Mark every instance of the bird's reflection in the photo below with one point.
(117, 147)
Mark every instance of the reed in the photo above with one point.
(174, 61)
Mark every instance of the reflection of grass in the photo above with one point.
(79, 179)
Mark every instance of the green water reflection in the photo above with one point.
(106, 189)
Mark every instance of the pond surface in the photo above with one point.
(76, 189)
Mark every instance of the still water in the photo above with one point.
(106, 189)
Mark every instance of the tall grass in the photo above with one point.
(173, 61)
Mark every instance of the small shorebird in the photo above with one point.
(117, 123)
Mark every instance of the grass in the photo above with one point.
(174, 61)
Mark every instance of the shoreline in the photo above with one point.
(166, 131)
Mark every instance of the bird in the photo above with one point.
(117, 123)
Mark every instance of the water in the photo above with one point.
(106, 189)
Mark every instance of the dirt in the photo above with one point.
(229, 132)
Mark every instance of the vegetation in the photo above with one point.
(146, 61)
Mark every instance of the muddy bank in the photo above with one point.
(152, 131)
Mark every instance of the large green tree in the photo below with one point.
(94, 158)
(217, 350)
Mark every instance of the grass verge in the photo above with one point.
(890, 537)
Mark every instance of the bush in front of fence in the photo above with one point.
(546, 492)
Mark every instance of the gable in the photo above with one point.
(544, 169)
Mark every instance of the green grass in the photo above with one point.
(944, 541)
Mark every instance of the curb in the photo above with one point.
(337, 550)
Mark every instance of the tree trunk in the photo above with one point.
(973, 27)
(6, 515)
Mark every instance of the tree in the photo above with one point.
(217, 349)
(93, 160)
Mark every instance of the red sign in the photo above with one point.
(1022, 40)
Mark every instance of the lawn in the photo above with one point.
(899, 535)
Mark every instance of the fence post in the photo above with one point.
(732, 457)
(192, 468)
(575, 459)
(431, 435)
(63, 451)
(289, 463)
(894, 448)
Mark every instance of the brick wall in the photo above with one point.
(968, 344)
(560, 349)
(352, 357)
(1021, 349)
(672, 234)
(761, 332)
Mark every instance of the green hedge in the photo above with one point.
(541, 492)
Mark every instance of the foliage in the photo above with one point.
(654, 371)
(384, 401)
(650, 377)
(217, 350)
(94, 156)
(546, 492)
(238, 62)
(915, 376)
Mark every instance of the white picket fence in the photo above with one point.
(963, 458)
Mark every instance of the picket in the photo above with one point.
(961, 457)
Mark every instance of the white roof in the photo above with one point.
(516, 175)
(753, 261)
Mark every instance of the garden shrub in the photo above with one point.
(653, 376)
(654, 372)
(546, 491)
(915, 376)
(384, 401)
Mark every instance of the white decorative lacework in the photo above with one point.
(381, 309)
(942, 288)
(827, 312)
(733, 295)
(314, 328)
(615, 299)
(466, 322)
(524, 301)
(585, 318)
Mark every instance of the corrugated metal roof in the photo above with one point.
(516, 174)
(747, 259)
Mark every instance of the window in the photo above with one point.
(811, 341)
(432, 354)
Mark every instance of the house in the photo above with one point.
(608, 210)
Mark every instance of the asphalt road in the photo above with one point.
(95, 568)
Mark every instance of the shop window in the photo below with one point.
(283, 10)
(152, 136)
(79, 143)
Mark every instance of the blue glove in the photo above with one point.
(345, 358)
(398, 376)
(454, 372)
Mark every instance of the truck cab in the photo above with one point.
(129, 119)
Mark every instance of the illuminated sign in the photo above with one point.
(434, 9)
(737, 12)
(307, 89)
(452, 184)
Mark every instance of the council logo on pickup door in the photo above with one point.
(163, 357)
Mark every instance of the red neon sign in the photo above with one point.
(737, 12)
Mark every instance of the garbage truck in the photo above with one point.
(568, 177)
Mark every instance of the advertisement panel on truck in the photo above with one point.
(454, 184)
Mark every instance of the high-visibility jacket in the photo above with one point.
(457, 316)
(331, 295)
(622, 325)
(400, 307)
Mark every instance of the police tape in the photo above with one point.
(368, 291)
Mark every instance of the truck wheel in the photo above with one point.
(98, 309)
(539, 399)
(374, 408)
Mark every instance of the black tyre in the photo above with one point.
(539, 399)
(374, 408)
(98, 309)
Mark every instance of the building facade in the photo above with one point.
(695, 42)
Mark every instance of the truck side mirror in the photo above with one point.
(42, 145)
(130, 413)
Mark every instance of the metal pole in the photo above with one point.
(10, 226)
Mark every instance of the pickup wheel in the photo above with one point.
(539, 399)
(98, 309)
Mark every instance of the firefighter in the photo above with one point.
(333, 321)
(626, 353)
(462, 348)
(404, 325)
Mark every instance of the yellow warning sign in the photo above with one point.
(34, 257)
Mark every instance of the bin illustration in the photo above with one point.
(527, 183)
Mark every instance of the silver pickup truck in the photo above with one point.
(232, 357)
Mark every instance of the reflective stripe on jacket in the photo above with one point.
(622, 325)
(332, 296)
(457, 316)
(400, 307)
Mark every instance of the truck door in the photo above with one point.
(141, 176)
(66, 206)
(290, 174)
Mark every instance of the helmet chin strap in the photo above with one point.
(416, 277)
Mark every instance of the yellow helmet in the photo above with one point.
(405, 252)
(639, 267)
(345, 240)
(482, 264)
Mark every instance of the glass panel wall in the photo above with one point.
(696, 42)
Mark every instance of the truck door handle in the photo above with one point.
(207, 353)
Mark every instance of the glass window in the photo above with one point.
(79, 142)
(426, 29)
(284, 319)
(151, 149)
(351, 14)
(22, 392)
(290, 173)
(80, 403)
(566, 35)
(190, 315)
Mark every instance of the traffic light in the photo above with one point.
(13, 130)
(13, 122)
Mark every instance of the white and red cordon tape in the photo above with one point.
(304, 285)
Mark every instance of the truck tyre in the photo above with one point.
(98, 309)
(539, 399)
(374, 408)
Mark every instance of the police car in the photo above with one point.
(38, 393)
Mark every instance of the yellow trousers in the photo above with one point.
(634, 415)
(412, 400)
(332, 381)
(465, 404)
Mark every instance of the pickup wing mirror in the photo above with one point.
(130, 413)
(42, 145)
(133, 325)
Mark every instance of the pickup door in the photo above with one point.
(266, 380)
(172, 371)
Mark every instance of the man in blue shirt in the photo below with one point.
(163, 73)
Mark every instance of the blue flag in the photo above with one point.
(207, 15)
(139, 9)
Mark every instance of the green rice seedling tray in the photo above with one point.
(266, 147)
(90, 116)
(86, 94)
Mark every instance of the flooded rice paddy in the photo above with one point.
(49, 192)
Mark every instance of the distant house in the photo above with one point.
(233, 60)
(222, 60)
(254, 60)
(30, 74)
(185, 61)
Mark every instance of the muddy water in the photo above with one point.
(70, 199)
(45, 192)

------------------------------------------------------------

Task prompt => Output the data in full, precisely as it appears above.

Written answer =>
Mark every instance of the bird's reflection in the photo below with one point.
(117, 147)
Mark every instance of the reed in the photo above with one point.
(174, 61)
Mark every instance of the reflection of grass in the photo above with one point.
(79, 179)
Mark every instance of the green water reflection in the photo above with one point.
(106, 189)
Mark every instance of the pond surface in the photo above with one point.
(76, 189)
Mark every instance of the still water in the photo above with one point.
(106, 189)
Mark every instance of the tall grass in the photo above with one point.
(173, 61)
Mark every instance of the small shorebird in the photo above with one point.
(117, 123)
Mark every instance of the grass in the photo above with one point.
(174, 61)
Mark every instance of the shoreline in the photo above with one point.
(166, 131)
Mark every instance of the bird in the photo above with one point.
(117, 123)
Mark every instance of the water in the photo above with one point.
(106, 189)
Mark every instance of the dirt in the photo above with one point.
(229, 132)
Mark every instance of the vegetation in the photo above with one point.
(146, 61)
Mark every instance of the muddy bank in the photo above with one point.
(152, 131)
Mark every instance of the large green tree in the photo below with one point.
(94, 158)
(217, 350)
Mark every instance of the grass verge in the photo above with one point.
(890, 537)
Mark every instance of the bush in front of fence in the photo above with one point.
(546, 492)
Mark every instance of the gable in the photo above with one point.
(544, 169)
Mark every instance of the green grass in the photo above with one point.
(944, 541)
Mark every instance of the curb in the photo above with one point.
(337, 550)
Mark every instance of the tree trunk in the photo above with one point.
(973, 27)
(6, 515)
Mark every instance of the tree in the photo above with one point.
(217, 349)
(93, 160)
Mark every instance of the red sign in the photo above with one point.
(1022, 40)
Mark every instance of the lawn in the photo above with one point.
(899, 535)
Mark every instance of the fence post in the photo above with one point.
(732, 457)
(192, 468)
(575, 459)
(431, 435)
(63, 451)
(289, 463)
(894, 448)
Mark every instance of the brick wall in the photo above with one point.
(968, 344)
(560, 349)
(352, 357)
(1021, 349)
(672, 234)
(761, 332)
Mark every instance of the green hedge in the photo above with one point.
(541, 492)
Mark every instance of the foliage in the photo above with one point.
(654, 371)
(384, 401)
(650, 377)
(217, 350)
(94, 156)
(546, 492)
(238, 62)
(915, 376)
Mark every instance of the white picket fence in the photo above with one point.
(963, 458)
Mark every instance of the picket in the photo above with one point.
(961, 457)
Mark every instance of the white roof in the photo above with one point.
(516, 175)
(753, 261)
Mark every instance of the garden shrub in the photo above with one point.
(653, 376)
(654, 372)
(546, 491)
(915, 376)
(384, 401)
Mark every instance of the white decorative lacework in the photo above with one point.
(381, 309)
(942, 288)
(827, 312)
(733, 295)
(314, 328)
(615, 299)
(466, 322)
(524, 301)
(585, 318)
Mark every instance of the corrugated metal roof in the photo above with one point.
(516, 174)
(747, 259)
Mark every instance of the window in the photo above with one point.
(811, 341)
(432, 354)
Mark every instance of the house in the photo above with one point.
(608, 210)
Mark every instance of the asphalt road in the photo above with one point.
(95, 568)
Mark every instance of the shop window in the photo below with one point.
(283, 10)
(152, 136)
(79, 143)
Mark every instance of the blue glove in the photo above with one point.
(345, 358)
(398, 376)
(454, 372)
Mark every instance of the truck cab in the photo above with one point.
(129, 119)
Mark every instance of the illuminated sign in the photo above with one point.
(434, 9)
(737, 12)
(307, 89)
(452, 184)
Mark every instance of the council logo on pickup door in the photo above with one point.
(163, 357)
Mark every instance of the red neon sign in the photo above with one point.
(737, 12)
Mark every instance of the garbage truck in the photo above with one point.
(568, 177)
Mark every instance of the advertisement panel on truck in the photo above with one point.
(454, 184)
Mark every instance of the high-visibility jacket in the photo above with one point.
(457, 316)
(331, 295)
(622, 325)
(400, 307)
Mark every instance of the police tape in the photo above with one point.
(368, 291)
Mark every instance of the truck wheel in the photo above with one point.
(98, 309)
(539, 399)
(374, 408)
Mark every instance of the black tyre in the photo above with one point.
(539, 399)
(374, 408)
(98, 309)
Mark every instance of the building facade in the photo above with one point.
(695, 42)
Mark every instance of the truck side mirror in the photo above with one point.
(42, 145)
(130, 413)
Mark every instance of the metal pole in the photo above with one point.
(10, 226)
Mark every instance of the pickup wheel in the photo above with one point.
(539, 399)
(98, 309)
Mark every instance of the firefighter in the photo above with one point.
(333, 321)
(626, 353)
(462, 348)
(404, 325)
Mark every instance of the yellow warning sign in the photo above with one point.
(34, 257)
Mark every instance of the bin illustration in the photo above with one point.
(527, 183)
Mark every instance of the silver pickup truck in the photo above with one point.
(232, 357)
Mark every instance of the reflective stripe on jacket in the photo above with one point.
(622, 325)
(332, 296)
(457, 316)
(400, 307)
Mark every instance of the truck door in the photo above with one point.
(141, 176)
(66, 206)
(290, 174)
Mark every instance of the helmet chin strap in the photo above with one point.
(416, 277)
Mark every instance of the yellow helmet in the photo above with one point.
(405, 252)
(639, 267)
(345, 240)
(482, 264)
Mark every instance of the glass panel wall in the photo above with one point.
(696, 42)
Mark every instance of the truck door handle in the photo above with one point.
(207, 353)
Mark every instance of the glass window in the photo above with one point.
(79, 142)
(426, 29)
(284, 319)
(151, 149)
(351, 14)
(22, 392)
(290, 173)
(80, 403)
(566, 35)
(190, 315)
Mark every instance of the traffic light in the photo above with one point.
(13, 130)
(13, 122)
Mark every instance of the white and red cordon tape in the photo above with one point.
(304, 285)
Mark every instance of the truck tyre in the photo above with one point.
(98, 309)
(539, 399)
(374, 408)
Mark every instance of the police car in the photo above with one point.
(38, 393)
Mark every instance of the yellow trousers in the photo above with one point.
(634, 415)
(412, 400)
(332, 381)
(465, 404)
Mark every instance of the pickup wing mirror in the photo above with one point.
(130, 413)
(42, 145)
(133, 325)
Mark every instance of the pickup door in the photo above with one point.
(266, 380)
(172, 371)
Mark every instance of the man in blue shirt in the photo below with one point.
(163, 73)
Mark every instance of the blue flag in the photo above with one point.
(207, 15)
(139, 9)
Mark every instance of the green rice seedling tray in the photo above with one point.
(266, 147)
(90, 116)
(86, 94)
Mark every instance of the flooded rice paddy in the photo above with one point.
(49, 192)
Mark every instance of the distant house in the photo above with one point.
(233, 60)
(222, 60)
(254, 60)
(30, 74)
(185, 61)
Mark every instance of the muddy water in the photo above with one point.
(70, 199)
(45, 192)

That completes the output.